___ Stored data

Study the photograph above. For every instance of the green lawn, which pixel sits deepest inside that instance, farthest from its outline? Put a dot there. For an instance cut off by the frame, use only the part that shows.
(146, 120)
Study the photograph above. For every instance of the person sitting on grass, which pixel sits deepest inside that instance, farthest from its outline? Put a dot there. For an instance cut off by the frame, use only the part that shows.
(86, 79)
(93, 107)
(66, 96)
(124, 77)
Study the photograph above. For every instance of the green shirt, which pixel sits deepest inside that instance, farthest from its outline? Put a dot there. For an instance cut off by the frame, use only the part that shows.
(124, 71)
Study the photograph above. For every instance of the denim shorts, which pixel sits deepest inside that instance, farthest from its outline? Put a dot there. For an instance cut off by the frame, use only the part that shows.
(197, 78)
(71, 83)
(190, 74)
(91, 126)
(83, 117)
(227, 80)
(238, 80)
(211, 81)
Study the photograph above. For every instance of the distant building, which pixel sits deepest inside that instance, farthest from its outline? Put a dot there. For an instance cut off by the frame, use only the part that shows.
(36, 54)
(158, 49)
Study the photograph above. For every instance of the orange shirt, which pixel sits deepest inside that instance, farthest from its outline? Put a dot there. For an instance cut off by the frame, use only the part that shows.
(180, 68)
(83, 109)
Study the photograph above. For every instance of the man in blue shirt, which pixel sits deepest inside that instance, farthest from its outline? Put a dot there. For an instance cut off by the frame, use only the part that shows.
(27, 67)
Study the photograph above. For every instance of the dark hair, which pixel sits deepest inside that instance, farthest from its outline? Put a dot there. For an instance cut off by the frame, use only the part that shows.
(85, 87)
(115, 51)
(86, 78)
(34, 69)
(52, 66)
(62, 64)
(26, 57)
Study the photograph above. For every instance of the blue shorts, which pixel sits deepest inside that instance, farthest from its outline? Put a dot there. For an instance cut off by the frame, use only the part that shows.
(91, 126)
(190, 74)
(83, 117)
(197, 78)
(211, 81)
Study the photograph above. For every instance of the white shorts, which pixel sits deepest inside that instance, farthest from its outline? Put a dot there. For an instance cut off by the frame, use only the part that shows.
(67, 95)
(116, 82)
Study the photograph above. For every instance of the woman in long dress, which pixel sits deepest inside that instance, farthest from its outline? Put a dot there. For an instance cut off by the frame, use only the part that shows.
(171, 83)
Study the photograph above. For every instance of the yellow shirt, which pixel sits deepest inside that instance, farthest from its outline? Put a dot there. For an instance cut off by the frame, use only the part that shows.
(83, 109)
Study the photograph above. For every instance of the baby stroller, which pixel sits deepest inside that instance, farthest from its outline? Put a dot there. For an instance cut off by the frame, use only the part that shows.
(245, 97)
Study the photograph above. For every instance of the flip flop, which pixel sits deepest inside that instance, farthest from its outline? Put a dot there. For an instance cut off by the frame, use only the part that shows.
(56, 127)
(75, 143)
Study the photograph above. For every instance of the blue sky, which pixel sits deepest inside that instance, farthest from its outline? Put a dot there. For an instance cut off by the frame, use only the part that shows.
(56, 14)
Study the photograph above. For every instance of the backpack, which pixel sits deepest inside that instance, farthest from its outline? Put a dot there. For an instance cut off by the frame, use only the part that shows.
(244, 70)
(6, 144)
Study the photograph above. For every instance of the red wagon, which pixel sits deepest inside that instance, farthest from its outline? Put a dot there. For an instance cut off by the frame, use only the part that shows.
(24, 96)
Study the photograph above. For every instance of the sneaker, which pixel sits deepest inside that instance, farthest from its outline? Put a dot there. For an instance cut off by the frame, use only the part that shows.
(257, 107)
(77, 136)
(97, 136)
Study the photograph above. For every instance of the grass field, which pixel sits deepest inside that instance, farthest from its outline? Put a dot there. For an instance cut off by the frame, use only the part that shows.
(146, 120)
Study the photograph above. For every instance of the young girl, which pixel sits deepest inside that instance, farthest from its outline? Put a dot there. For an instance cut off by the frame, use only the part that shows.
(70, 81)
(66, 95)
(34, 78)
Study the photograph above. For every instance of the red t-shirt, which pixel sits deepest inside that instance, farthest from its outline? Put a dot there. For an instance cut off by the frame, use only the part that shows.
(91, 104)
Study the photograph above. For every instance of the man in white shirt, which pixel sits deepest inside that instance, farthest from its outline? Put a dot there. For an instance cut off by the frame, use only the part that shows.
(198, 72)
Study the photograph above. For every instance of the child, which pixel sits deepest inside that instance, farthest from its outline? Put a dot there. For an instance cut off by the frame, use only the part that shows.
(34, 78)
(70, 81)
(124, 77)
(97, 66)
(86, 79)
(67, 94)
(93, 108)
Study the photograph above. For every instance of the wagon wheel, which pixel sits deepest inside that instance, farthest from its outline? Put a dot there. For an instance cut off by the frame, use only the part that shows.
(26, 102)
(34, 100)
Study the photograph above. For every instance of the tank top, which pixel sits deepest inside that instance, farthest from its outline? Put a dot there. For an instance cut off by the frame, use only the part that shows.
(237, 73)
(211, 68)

______

→ **What the task requires**: Every line of the data above should be output exactly as written.

→ **Output of the exercise**:
Study the photograph above. For every instance of the green lawn, which pixel sits deepest inside that instance, farthest from its outline? Put a dot there. For an instance cut off by the frame, use only the part that shows.
(146, 120)
Study the photograph above. For every instance of the person sitting on grass, which pixel sits deepest inside that instance, farthest from its outline? Put a dot there. For an instance cut off by the frame, use only the part that shows.
(86, 79)
(93, 107)
(66, 96)
(124, 77)
Study the photograph above. For every instance of the green shirt, which pixel sits deepest inside that instance, farthest from its outline? Put a dot there. For an instance cut off by the frame, use only the part that shows.
(124, 71)
Study the photograph above. For every instance of the denim shorts, which pixel sits deepest inside that instance, farthest from its outline? Put a dot there. For an instance cut off by the frame, use only the part that shows.
(197, 78)
(71, 83)
(190, 74)
(91, 126)
(83, 117)
(227, 80)
(238, 80)
(211, 81)
Study the photograph above. For every instance of the distant building, which pixel sits deepest inside that instance, farthest from its outline? Put a dot there. For an instance cut off by the frame, use only the part that shows.
(36, 54)
(158, 49)
Study the photograph above. For every instance of the orange shirt, which pixel sits deepest inside that instance, farthest from its outline? Put a dot there. For an instance cut off by the frame, use only the part that shows.
(180, 68)
(83, 109)
Study the photograph above. For every instance of the man in blue shirt, which pixel sits deepest inside that instance, farthest from its outline? Put a dot there. For an instance cut off by the frame, use only the part that shows.
(27, 67)
Study the photograph above. For every instance of the dark hair, which pixel sits deepest inside that instance, farthest from its outline? Put a dot there. For an instance cut off by the frame, use only the part that shows.
(85, 87)
(115, 51)
(86, 78)
(34, 69)
(52, 66)
(62, 64)
(26, 57)
Study the photograph above. For every instance of the blue shorts, which pixel sits deepest inside that instance, farthest from its outline? Put a dot there. For an instance cut off by the frame, use only the part that shows.
(91, 126)
(190, 74)
(83, 117)
(197, 78)
(211, 81)
Study the photograph above. For every instance of the white shorts, which pixel sits deepest inside that instance, farthest from its outline? Put a dot there. For an instance cut off by the frame, use only the part that shows.
(67, 95)
(116, 82)
Study the photograph above. For every instance of the woman in long dress, which pixel sits deepest inside that instance, farthest from its outline? Put a dot there. For an instance cut off by the frame, use only the part that shows.
(171, 83)
Study the photograph above. For every instance of the yellow shirt, which pixel sits deepest inside that instance, farthest from its outline? Put a dot there. For an instance cut off by the frame, use only the part that shows.
(83, 109)
Study the photograph above. For every instance of the baby stroller, which pixel sits deepest inside that instance, farthest from its outline? Put a dot there. For an instance cut off by the frame, use only the part that shows.
(245, 97)
Study the photograph above. For every instance of the flip flop, which pixel sits deepest inside that instance, farthest from its outline? Put a dot there. For an instance cut off by the frame, use only the part that shows.
(56, 127)
(75, 143)
Study the photograph above. For every instance of the blue sky, which pixel sits deepest inside that instance, farthest from its outline? Put a dot there. For an instance cut off by the frame, use only the part that shows.
(56, 14)
Study the photograph above. For every instance of the backpack, which pixel sits deepest inside that instance, farthest from its outline? Put a dot there. For an instance cut off by the frame, use only the part that shows.
(244, 70)
(6, 144)
Study the photograph above. For every instance of the red wagon, which pixel sits deepest inside that instance, farthest from its outline? Put a dot there. For an instance cut off by the frame, use only the part that shows.
(24, 96)
Study the photograph above. For every instance of the sneaker, which pixel sits deepest inside that instance, farthest from its outline? Put a dot there. For an instance cut off by the frame, use only the part that shows.
(257, 107)
(77, 136)
(97, 136)
Study the photograph above. For every instance of the grass field, which pixel sits deepest inside that instance, farthest from its outline? Put a dot there. For an instance cut off by the frame, use only the part that shows.
(146, 120)
Study the photograph above. For every instance of the young girl, which pixel sits deepest inside that instance, farthest from its outline? Put a dot there. For an instance cut off by the frame, use only the part that shows.
(70, 81)
(66, 95)
(34, 78)
Study the photograph above. For every instance of the red t-shirt, which pixel sits deepest inside that instance, farthest from its outline? Put a dot there. For an instance cut off by the frame, use only the part that shows.
(91, 104)
Study the photograph above. For every instance of the man in white shirt, which pixel sits deepest inside that instance, farthest from its outline? Put a dot there. For an instance cut off by the frame, use only the part that shows.
(198, 72)
Study the photograph above. For every instance of the child, which pixel sits deepest inside that instance, farthest from its outline? Put a dot there. For an instance cut off by the frame, use only the part that shows.
(34, 78)
(70, 81)
(124, 77)
(97, 66)
(86, 79)
(67, 94)
(93, 108)
Study the photograph above. For every instance of the wagon wheel, which pixel sits deepest inside that instance, farthest from its outline? Put a dot there. For an instance cut off by the frame, use only the part that shows.
(26, 102)
(34, 100)
Study the photograph above. For every instance of the tank top, which pixel sits deepest inside that instance, farthest from its outline? Put a dot there. For an instance cut off by the frame, use only the part that shows.
(237, 73)
(211, 68)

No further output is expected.